Return, word for word, the passage of the television forum thread below that opens with the words containing "Budget: Upto 40k" and closes with "has any cons)".

QUOTED TEXT
☆ ☆ ☆ ☆ ☆
# 32" LED LCD TV WiFi and good Video format support



## ankushkool (May 6, 2014)

I am looking for 2 main features.

1. Wide array for video support (*.avi, *.mkv, *.mov, *.mp4, *.mpeg, *.mpg, *.wmv)
2. WiFi/DLNA support to play images/video from smartphones/tablets (Not sure about videos)

Budget: Upto 40k

Below are few I likes but the features dont give the details I want, would really appreciate you comments/experience.

1. *www.panasonic.com/in/consumer/tv/led-lcd-tv/th-l32e6d.html (This is preferred just wanted to know it it has any cons)


2. *www.lg.com/in/tvs/lg-32LB5610


3. *www.lg.com/in/tvs/lg-32LN5400-led-lcd-tvs


4. *www.samsung.com/in/consumer/tv-audio-video/television/led-tv/UA32F5100ARLXL


5. *www.samsung.com/in/consumer/tv-audio-video/television/led-tv/UA32H5100ARMXL


6. *www.philips.co.in/c/televisions/5000-series-led-tv-32pfl5578_v7/prd/


----------



## ithehappy (May 6, 2014)

You can go for the Panny, I mean the E6. It's a lovely TV. Alternatively you can go for this Sony, *www.sony.co.in/product/kdl-32w700b

Panny is IPS, Sony is VA. Your call.

Just forget those other models you mentioned.


----------



## ankushkool (May 6, 2014)

Can you just elaborate bit more? What's VA? And why you say not to consider others? It's coz they lack features!


----------



## geekvishal (May 6, 2014)

VA is panel used by Sony and Samsung, which is not better than IPS panel used in LG and Panasonic, in terms of viewing angle and colour reproduction.


----------



## Gollum (May 6, 2014)

I'm on the side of IPS panel anytime. For a TV IPS is the way to go.
Ive seen the sony tv in croma, its not good for the cost of 40k, its best to buy a HD media player and connect that to the PC as its cheap and better.


----------



## ankushkool (May 8, 2014)

Gollum said:


> I'm on the side of IPS panel anytime. For a TV IPS is the way to go.
> Ive seen the sony tv in croma, its not good for the cost of 40k, its best to buy a HD media player and connect that to the PC as its cheap and better.
☆ ☆ ☆ ☆ ☆
INFORMATION PROVIDED
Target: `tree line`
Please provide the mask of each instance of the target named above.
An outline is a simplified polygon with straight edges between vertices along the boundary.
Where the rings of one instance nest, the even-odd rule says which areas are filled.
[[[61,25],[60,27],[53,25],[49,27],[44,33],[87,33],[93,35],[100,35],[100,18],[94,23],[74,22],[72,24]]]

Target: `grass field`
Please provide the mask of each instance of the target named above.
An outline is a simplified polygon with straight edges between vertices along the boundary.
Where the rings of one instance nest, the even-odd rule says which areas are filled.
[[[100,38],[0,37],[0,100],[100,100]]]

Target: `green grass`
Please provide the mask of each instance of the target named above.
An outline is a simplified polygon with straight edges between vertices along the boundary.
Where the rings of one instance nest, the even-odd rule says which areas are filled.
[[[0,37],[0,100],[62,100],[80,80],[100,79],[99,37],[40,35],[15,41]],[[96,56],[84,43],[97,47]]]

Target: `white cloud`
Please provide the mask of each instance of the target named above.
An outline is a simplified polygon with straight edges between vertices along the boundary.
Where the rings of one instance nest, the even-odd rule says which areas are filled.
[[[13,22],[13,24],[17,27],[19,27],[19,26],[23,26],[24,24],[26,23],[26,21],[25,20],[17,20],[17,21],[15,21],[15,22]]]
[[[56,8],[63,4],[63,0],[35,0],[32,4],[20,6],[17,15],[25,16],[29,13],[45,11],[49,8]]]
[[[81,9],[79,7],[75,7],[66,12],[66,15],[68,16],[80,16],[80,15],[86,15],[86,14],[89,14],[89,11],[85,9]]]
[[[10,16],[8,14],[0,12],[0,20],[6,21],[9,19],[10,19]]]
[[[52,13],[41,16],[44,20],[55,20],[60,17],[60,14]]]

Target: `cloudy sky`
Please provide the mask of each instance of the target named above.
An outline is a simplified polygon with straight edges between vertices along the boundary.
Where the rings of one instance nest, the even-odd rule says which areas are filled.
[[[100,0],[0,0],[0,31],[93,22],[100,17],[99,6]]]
☆ ☆ ☆ ☆ ☆
CORRECT ANSWER
Budget: Upto 40k

Below are few I likes but the features dont give the details I want, would really appreciate you comments/experience.

1. *www.panasonic.com/in/consumer/tv/led-lcd-tv/th-l32e6d.html (This is preferred just wanted to know it it has any cons)